» WORK REQUEST: Set down exactly the entries below, beginning at their first line and ending at the line with "negative clicks: (664, 347) (672, 353)".

(DATA PROVIDED Opens)

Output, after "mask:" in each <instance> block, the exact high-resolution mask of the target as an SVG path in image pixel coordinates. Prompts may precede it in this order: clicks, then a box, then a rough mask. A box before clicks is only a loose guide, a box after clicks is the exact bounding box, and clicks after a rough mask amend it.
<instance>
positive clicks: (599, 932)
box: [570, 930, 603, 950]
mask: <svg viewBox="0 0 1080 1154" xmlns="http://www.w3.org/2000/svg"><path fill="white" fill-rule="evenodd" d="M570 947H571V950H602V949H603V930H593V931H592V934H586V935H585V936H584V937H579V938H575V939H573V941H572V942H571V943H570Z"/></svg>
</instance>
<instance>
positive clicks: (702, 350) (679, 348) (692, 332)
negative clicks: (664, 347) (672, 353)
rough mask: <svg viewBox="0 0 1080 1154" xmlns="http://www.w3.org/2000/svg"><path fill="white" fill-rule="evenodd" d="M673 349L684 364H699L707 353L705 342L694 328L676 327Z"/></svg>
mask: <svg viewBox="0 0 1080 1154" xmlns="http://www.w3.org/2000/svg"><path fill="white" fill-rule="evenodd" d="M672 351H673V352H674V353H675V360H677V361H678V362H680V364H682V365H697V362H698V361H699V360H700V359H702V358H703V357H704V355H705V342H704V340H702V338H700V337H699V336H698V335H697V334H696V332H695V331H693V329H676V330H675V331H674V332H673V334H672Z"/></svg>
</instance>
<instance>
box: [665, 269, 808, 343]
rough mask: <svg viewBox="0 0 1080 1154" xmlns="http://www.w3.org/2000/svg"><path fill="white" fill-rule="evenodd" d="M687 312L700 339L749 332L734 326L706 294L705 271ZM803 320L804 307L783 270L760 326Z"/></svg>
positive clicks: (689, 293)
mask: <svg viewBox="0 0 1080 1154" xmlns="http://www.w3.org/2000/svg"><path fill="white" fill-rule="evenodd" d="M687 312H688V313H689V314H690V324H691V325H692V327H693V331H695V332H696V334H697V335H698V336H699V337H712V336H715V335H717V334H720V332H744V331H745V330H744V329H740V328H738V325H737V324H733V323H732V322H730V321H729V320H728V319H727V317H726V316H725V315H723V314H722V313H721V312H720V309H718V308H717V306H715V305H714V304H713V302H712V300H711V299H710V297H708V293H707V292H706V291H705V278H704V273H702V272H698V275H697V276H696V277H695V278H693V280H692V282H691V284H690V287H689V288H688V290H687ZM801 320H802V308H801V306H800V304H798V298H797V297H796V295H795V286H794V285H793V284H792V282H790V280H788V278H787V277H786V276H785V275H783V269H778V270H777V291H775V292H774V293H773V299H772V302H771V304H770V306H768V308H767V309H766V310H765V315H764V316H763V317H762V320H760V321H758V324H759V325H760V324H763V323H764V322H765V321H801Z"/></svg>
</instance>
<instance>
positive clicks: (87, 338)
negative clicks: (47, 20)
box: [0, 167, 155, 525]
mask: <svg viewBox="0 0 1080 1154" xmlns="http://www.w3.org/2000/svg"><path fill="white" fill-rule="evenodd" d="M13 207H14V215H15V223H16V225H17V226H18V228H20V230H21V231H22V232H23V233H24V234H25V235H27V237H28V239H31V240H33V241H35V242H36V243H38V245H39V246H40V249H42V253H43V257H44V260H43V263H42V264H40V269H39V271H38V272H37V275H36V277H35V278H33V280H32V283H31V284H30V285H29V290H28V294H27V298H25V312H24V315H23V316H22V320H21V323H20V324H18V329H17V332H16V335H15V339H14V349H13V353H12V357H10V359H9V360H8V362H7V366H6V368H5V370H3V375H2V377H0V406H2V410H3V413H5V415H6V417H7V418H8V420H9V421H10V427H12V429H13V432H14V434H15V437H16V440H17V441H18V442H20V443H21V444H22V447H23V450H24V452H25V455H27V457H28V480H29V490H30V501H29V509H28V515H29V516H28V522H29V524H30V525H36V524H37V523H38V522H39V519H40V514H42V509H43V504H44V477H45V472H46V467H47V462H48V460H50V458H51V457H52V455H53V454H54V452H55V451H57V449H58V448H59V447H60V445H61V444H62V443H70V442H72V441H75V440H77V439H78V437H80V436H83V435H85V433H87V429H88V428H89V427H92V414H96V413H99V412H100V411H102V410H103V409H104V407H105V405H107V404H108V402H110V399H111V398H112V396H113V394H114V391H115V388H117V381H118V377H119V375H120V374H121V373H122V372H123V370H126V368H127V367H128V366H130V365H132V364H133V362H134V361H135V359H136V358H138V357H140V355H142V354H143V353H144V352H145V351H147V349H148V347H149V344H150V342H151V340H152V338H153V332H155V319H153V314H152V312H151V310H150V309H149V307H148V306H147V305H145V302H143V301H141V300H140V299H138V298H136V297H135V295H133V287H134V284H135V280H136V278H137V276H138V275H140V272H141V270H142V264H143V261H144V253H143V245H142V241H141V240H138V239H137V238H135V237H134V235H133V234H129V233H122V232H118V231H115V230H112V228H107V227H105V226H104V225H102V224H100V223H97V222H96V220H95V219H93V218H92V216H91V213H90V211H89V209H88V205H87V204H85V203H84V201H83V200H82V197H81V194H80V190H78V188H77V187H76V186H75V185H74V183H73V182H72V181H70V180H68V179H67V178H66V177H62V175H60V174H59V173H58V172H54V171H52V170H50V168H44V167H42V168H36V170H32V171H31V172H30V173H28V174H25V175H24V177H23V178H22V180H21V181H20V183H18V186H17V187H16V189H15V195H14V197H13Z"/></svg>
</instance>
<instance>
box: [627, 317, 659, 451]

(DATA PROVIDED Closes)

» OUTPUT BELOW:
Output, after "mask:" in each <instance> block, the exact high-resolution mask of the target as an SVG path in image pixel coordinates. Prompts may precede it in this order: clicks, then a box, then a rough mask. A box before clicks is only a loose guide, a box after clicks is the exact bounding box, and clicks after a rough mask amend it.
<instance>
positive clicks: (599, 932)
box: [570, 930, 603, 950]
mask: <svg viewBox="0 0 1080 1154" xmlns="http://www.w3.org/2000/svg"><path fill="white" fill-rule="evenodd" d="M570 947H571V950H602V949H603V930H593V931H592V934H586V935H585V936H584V937H579V938H575V939H573V941H572V942H571V943H570Z"/></svg>
</instance>
<instance>
positive clicks: (702, 350) (679, 348) (692, 332)
negative clicks: (664, 347) (672, 353)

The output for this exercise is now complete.